>> start Provided entries

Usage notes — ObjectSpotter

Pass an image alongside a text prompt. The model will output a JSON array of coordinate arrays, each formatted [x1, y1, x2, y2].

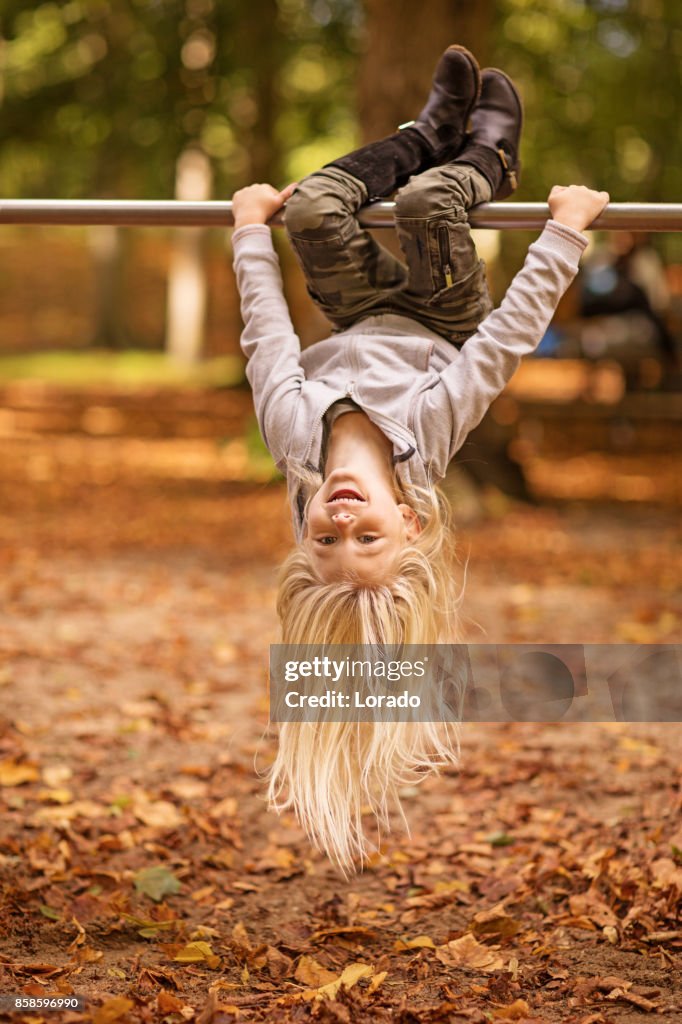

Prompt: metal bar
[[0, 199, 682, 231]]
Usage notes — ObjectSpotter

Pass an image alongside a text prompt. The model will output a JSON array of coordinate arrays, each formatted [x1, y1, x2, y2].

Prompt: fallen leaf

>> end Provided entries

▶ [What the exercise asks]: Output all of the data above as a JSON list of strings, one string per line, with blank lines skipped and the pictures left out.

▶ [Written answer]:
[
  "Usage notes — ObjectSpotter",
  "Pass an image alongside a text prompt. The model will output a JSON array of coordinate arrays, each formatted [x1, y1, x2, y2].",
  "Prompt: metal bar",
  "[[0, 199, 682, 231]]",
  "Usage notes — ObjectSpotter",
  "Pass an image alongside a text prompt. The model will output a JSON array of coordinate arrays, each formatted [x1, y1, x2, y2].",
  "Prompt: fallen leaf"
]